Jan 10, 2010 20:58
I'm watching my little mouse die :(
I can't really handle it.
I went to check on her; she wasn't moving, so I blew on her, and she still didn't move, so I lifted the little hut thing and saw that she REALLY wasn't moving. Like, her tail was frozen in a strange position. I thought she must be dead. I felt relieved and sad; she's been in awful shape, she ruined the nerves in her leg beyond repair (she was removing her own skin, I believe because of infection), etc., so I've been hoping she'd die so she wouldn't suffer.
I started trying to scoop her up without touching her or having to be made aware of rigor mortis. Then I realized she was breathing. Once every eight seconds, almost imperceptibly. I wouldn't have realized if a piece of bedding didn't move each time.
I lost it entirely. I'm still in the process of losing it. Typing about it is therapy because I'm trying to get a hold of myself and it's not easy. I can't stand the idea of things dying. Dead is one thing (depressing enough), but waiting for the life to leave her so that I can get rid of all evidence that she was ever here and stop being a total fucking retard about it is REALLY HARD. I check every half hour or so, and she's still fucking breathing. I have no idea how. If I prod her she doesn't move at all.

Requirement 1: In the mouse post, list in order each physical action the writer reports taking in the two paragraphs from "I went to check on her" through "didn't move each time."
Requirement 2: Swap "bedding" for "straw" in the mouse post, and write out the passage from "I started trying" up to and including "move at all." with that change.
Answer from the mouse post alone.

Information supplied:
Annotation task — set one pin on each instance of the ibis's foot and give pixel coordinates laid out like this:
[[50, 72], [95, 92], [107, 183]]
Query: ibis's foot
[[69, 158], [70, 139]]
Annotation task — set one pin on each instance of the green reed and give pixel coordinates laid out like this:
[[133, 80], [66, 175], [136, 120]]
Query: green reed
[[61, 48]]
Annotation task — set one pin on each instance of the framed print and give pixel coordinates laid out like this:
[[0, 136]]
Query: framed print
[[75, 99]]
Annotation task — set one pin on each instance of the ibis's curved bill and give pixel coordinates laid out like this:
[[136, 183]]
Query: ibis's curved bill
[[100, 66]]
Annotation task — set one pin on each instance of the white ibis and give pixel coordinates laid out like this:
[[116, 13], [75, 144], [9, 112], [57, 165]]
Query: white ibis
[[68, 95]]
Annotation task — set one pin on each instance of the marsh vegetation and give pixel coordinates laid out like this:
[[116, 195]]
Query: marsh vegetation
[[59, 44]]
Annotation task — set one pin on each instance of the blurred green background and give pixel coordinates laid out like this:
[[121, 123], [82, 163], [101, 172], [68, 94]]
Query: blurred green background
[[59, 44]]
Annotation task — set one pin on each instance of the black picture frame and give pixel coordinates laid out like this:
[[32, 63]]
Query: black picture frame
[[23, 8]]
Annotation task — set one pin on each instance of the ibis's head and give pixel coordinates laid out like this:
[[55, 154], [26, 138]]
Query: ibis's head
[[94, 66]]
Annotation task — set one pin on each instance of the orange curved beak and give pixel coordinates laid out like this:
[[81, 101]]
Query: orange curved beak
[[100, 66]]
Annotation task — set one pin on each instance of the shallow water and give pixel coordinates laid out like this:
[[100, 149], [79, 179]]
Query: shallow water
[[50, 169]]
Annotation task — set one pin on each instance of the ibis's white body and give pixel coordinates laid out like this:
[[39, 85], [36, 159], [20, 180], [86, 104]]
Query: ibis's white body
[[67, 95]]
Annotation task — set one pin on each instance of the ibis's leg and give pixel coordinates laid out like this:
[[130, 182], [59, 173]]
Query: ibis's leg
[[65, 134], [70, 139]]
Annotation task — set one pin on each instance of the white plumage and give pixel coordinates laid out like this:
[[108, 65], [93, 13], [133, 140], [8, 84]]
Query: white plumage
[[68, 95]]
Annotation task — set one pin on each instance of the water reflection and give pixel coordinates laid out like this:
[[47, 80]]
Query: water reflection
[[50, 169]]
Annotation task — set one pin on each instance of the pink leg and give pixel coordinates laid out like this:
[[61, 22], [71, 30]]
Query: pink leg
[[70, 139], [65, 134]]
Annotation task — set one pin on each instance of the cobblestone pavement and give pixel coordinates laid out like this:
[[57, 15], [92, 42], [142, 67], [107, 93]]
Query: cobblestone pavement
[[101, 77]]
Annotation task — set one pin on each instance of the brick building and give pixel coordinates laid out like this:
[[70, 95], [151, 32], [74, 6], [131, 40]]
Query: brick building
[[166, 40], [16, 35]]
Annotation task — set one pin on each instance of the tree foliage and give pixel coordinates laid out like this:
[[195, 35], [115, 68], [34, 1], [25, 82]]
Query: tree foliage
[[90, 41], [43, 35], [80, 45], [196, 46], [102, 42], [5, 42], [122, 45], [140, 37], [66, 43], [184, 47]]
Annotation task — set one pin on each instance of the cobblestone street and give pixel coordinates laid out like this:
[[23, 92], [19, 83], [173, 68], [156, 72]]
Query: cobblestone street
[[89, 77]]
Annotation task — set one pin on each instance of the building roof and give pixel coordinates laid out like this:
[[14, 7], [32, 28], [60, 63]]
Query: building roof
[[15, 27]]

==

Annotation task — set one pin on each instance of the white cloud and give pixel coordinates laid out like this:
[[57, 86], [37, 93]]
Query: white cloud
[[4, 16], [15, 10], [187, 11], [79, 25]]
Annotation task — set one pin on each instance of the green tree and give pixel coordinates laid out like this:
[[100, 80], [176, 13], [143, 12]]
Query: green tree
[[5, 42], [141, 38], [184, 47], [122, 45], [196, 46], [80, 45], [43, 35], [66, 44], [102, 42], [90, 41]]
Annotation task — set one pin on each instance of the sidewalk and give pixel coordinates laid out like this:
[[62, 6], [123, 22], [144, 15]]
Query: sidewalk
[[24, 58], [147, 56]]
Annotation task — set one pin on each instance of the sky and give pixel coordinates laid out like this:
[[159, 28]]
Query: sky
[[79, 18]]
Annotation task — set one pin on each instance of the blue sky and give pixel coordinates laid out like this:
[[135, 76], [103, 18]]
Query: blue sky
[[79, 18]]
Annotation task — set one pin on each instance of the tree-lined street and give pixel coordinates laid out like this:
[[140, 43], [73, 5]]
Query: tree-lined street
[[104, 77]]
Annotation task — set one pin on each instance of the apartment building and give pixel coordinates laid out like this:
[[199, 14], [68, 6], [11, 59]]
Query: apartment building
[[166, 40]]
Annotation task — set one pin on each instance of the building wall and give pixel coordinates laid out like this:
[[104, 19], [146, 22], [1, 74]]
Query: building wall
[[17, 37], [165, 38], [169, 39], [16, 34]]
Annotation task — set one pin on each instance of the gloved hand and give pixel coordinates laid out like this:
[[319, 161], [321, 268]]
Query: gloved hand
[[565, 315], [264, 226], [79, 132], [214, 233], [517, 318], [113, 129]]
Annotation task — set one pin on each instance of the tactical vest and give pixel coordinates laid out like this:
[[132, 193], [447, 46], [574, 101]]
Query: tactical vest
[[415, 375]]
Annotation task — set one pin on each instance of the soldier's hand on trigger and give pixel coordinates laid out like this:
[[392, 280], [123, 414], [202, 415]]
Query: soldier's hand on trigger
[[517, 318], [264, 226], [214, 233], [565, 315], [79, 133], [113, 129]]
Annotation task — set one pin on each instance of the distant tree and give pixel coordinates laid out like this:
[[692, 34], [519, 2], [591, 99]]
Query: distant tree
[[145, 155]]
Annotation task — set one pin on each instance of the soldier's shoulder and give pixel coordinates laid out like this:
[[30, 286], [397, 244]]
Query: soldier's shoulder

==

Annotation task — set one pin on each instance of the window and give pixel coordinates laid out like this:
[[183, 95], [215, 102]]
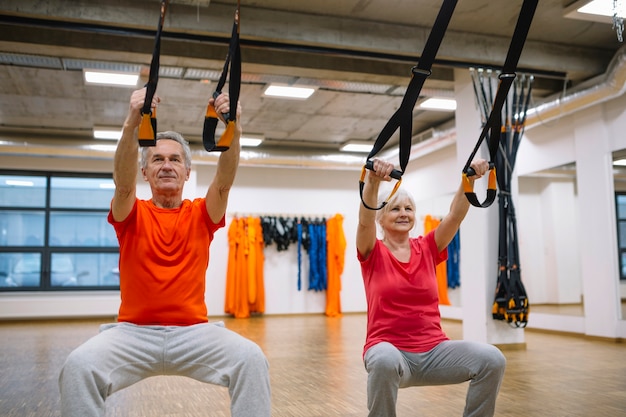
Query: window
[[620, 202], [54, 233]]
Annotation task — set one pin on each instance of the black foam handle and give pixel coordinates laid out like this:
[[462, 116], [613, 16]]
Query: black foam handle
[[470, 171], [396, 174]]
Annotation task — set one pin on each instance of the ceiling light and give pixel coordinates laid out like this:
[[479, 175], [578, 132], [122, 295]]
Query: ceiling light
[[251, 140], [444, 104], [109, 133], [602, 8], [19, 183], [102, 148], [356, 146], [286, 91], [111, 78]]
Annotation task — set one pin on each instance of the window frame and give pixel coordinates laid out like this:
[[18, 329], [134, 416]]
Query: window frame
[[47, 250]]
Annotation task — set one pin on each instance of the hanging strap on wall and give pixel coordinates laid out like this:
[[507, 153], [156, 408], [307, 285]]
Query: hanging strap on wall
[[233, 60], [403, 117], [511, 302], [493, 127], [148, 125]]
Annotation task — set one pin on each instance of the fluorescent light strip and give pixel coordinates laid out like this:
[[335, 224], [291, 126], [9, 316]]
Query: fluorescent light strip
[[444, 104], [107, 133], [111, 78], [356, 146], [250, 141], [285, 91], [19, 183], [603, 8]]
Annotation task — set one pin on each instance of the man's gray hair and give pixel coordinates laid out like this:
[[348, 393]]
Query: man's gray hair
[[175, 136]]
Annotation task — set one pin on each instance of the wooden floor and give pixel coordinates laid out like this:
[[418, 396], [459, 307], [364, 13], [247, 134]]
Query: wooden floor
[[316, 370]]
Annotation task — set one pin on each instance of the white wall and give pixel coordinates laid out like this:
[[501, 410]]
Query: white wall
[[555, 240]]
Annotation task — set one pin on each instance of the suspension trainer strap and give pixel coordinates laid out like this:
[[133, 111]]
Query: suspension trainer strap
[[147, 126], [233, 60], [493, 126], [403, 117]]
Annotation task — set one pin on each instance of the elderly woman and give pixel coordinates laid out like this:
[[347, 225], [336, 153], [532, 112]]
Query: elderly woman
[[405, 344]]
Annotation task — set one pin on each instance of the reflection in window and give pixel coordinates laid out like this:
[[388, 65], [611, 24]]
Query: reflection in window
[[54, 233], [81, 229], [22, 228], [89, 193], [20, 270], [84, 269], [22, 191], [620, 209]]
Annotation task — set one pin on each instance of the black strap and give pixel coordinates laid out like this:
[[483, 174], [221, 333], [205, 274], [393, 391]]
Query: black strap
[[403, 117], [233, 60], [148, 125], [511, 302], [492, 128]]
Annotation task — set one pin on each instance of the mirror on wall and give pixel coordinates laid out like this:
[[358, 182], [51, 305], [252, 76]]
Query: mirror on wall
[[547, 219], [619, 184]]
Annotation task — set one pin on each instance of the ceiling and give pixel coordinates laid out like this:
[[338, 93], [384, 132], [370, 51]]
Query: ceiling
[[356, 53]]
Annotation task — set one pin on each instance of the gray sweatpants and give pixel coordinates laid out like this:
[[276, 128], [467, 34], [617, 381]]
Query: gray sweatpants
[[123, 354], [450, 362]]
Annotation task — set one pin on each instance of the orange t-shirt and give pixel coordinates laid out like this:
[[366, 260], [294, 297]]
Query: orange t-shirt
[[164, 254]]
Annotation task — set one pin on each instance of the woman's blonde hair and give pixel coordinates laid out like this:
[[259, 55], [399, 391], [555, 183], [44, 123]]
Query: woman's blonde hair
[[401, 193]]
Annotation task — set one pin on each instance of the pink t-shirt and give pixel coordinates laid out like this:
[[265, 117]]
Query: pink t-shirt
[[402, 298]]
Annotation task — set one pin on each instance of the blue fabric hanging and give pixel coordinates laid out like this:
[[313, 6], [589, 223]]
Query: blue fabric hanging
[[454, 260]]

Response 1:
- Went to check on her
- Blew on her
- Lifted the little hut thing
- Started trying to scoop her up

Response 2:
I started trying to scoop her up without touching her or having to be made aware of rigor mortis. Then I realized she was breathing. Once every eight seconds, almost imperceptibly. I wouldn't have realized if a piece of straw didn't move each time.
I lost it entirely. I'm still in the process of losing it. Typing about it is therapy because I'm trying to get a hold of myself and it's not easy. I can't stand the idea of things dying. Dead is one thing (depressing enough), but waiting for the life to leave her so that I can get rid of all evidence that she was ever here and stop being a total fucking retard about it is REALLY HARD. I check every half hour or so, and she's still fucking breathing. I have no idea how. If I prod her she doesn't move at all.